[What to produce]
Starting at the line that contains "Where can the wooden" and ending with the last of the lines below, write out every line again, requests included. Multiply each point coordinate in the answers by 1.85 and round it to a whole number, rounding halves up.

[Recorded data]
_____
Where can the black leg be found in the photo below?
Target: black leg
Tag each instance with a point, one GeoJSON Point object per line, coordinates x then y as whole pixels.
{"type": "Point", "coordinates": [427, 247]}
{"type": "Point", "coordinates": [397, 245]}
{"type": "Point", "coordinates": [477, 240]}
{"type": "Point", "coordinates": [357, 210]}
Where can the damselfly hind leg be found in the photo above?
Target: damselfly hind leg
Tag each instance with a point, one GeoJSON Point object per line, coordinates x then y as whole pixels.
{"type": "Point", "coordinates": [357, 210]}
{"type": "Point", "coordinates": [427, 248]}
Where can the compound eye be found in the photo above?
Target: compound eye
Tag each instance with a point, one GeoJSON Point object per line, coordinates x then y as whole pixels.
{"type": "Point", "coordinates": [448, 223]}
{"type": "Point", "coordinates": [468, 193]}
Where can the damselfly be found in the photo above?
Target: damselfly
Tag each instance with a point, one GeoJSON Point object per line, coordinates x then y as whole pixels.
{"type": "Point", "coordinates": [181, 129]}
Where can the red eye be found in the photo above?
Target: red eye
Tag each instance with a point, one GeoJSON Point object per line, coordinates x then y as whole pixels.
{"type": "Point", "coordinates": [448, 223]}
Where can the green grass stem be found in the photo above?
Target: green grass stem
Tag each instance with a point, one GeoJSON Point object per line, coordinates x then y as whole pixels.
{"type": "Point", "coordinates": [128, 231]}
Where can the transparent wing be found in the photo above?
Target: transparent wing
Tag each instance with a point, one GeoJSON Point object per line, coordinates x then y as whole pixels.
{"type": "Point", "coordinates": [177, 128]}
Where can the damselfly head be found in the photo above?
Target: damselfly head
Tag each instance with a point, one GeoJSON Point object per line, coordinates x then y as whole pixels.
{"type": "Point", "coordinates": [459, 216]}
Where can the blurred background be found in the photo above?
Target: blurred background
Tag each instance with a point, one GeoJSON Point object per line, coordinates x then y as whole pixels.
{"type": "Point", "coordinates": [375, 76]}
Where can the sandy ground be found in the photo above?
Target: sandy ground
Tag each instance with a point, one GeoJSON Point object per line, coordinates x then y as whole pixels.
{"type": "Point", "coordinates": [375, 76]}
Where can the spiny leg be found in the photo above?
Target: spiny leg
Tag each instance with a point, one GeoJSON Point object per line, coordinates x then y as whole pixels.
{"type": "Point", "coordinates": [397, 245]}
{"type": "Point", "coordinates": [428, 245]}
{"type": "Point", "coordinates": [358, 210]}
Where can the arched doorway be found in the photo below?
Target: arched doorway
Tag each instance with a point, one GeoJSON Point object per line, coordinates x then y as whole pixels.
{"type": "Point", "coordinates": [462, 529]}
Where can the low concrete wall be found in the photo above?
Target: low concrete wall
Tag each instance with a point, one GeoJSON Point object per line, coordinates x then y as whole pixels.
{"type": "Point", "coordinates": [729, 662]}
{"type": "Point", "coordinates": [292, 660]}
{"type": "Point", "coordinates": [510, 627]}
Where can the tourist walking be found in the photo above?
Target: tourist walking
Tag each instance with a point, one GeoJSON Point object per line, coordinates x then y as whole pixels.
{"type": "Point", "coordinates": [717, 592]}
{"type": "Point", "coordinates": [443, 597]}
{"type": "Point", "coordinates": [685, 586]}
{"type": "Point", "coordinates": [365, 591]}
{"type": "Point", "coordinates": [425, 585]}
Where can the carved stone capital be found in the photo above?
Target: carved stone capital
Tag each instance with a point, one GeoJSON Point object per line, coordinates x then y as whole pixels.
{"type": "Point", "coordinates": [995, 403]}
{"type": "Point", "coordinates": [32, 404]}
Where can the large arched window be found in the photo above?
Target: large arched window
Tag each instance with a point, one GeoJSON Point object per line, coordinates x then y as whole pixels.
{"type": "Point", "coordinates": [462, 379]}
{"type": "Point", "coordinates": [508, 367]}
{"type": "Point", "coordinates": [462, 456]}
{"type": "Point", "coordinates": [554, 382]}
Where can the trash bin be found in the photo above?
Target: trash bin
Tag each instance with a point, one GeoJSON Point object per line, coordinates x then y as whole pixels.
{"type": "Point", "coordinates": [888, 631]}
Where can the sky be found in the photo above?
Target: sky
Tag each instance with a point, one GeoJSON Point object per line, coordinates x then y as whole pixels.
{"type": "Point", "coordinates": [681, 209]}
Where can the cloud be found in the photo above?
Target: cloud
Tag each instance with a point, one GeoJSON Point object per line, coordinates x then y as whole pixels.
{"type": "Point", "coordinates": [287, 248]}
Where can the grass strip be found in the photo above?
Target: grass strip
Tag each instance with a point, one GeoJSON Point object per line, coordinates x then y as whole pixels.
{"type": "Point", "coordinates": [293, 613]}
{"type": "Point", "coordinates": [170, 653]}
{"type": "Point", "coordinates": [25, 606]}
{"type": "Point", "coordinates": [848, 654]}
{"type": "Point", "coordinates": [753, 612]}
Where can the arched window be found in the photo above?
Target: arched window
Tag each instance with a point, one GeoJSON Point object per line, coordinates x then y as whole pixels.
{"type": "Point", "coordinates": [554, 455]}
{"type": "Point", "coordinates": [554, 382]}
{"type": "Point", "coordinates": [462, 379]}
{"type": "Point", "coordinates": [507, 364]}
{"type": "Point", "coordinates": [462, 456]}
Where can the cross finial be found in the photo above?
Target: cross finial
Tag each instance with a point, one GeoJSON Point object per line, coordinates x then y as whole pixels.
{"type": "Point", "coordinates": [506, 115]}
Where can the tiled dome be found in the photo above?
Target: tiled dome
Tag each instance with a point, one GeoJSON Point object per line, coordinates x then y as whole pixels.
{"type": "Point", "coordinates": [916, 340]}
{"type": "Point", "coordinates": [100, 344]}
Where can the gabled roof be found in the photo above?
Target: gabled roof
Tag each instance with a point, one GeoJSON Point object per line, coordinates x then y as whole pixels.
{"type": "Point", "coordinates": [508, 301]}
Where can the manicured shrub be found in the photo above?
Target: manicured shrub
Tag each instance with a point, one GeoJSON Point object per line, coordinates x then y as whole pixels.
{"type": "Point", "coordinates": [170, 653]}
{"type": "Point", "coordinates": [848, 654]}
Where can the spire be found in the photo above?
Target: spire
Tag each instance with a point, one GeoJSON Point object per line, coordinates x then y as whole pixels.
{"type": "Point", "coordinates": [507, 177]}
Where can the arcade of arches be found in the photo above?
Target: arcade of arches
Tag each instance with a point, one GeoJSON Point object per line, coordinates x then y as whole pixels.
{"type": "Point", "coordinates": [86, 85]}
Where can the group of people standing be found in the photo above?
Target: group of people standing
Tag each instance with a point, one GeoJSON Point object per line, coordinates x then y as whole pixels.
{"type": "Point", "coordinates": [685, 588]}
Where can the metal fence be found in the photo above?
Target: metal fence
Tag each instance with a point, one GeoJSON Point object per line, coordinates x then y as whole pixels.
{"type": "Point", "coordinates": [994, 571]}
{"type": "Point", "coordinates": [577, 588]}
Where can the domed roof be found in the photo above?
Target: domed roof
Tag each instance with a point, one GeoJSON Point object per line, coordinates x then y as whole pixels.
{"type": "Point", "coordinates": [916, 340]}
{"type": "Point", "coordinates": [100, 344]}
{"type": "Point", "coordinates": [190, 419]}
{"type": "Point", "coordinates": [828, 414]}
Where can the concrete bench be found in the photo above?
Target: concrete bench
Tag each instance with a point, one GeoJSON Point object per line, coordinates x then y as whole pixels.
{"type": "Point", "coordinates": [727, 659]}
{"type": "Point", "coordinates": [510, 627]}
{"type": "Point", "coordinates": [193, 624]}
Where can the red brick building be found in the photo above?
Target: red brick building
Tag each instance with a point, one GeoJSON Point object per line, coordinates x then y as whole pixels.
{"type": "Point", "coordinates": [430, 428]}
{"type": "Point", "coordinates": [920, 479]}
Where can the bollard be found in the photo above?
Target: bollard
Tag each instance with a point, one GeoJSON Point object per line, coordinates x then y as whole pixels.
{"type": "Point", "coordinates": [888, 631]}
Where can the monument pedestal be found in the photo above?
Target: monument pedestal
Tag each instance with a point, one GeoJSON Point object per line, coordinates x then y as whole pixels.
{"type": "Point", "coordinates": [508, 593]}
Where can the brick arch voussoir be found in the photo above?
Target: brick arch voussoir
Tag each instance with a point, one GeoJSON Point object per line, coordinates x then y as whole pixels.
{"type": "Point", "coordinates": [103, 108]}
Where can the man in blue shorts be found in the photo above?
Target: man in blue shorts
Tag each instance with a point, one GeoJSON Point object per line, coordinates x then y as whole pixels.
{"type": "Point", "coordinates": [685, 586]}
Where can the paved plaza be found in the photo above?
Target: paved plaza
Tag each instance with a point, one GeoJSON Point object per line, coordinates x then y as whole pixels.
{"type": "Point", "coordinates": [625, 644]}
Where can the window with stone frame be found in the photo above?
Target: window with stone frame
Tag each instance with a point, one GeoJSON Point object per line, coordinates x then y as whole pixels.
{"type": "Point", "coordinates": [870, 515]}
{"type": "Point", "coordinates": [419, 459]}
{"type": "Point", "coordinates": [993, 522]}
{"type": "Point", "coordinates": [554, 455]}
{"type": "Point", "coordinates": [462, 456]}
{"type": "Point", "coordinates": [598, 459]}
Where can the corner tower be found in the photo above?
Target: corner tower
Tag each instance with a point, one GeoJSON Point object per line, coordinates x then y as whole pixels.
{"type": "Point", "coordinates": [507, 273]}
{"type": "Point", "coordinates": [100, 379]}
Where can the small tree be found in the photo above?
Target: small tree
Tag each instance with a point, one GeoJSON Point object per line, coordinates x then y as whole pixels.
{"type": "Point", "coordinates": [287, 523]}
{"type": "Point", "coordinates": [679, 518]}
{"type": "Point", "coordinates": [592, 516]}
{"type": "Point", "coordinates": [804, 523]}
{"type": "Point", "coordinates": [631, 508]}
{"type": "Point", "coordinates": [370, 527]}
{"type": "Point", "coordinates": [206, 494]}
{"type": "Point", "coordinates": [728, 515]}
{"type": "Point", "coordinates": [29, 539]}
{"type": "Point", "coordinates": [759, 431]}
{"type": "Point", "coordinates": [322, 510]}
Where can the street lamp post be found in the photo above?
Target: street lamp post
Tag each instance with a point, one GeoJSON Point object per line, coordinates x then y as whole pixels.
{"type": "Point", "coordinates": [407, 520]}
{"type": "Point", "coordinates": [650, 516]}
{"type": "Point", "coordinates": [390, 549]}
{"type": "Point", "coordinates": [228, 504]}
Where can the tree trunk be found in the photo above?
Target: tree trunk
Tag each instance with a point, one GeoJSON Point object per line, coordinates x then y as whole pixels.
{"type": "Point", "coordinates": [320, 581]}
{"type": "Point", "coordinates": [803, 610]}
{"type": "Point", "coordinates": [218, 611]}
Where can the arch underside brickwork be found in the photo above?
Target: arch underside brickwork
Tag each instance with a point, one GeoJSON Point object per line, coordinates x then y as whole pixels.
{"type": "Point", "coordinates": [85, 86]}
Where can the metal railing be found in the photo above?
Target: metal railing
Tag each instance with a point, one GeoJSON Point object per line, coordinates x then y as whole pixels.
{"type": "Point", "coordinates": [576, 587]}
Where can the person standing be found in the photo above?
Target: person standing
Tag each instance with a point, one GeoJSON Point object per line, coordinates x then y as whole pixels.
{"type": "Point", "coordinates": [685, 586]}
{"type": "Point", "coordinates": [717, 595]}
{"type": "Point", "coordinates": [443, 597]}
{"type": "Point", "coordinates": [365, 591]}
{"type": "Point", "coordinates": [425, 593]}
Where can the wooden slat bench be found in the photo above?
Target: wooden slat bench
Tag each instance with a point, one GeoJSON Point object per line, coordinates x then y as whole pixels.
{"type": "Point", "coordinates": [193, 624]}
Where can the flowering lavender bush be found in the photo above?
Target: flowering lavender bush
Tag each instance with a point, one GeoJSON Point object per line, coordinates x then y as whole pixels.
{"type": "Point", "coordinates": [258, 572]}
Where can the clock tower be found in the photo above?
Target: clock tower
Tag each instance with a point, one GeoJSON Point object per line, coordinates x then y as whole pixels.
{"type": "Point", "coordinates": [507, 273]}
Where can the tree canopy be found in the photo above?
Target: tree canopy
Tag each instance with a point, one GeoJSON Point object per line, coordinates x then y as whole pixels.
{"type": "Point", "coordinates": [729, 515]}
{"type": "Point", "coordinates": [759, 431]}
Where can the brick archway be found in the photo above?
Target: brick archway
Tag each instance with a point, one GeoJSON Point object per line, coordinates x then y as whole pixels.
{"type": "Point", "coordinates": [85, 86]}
_____
[Response to the exercise]
Where can the wooden slat bench be found in the photo above?
Target: wooden slat bench
Tag each instance with a point, one GeoJSON Point object per line, coordinates x then y as whole pixels.
{"type": "Point", "coordinates": [357, 1154]}
Where can the flowering lavender bush be found in the photo above?
Target: flowering lavender bush
Tag each instance with a point, one GeoJSON Point object per line, coordinates x then y as whole pixels.
{"type": "Point", "coordinates": [477, 1058]}
Where can the clock tower be found in the photo above?
Target: clock tower
Tag each instance with a point, one GeoJSON Point object per line, coordinates x then y as whole pixels.
{"type": "Point", "coordinates": [938, 505]}
Where can the tree canopy be found in the photo above?
Target: tree canopy
Tag each instance with a point, one GeoJSON Point object per line, coordinates x then y as whole pixels.
{"type": "Point", "coordinates": [1349, 953]}
{"type": "Point", "coordinates": [1404, 797]}
Where can the brick archway be found in the photo above?
Target: brick archway
Tag each instance with a point, one GeoJSON Point object per line, coordinates x then y as whole pixels.
{"type": "Point", "coordinates": [157, 159]}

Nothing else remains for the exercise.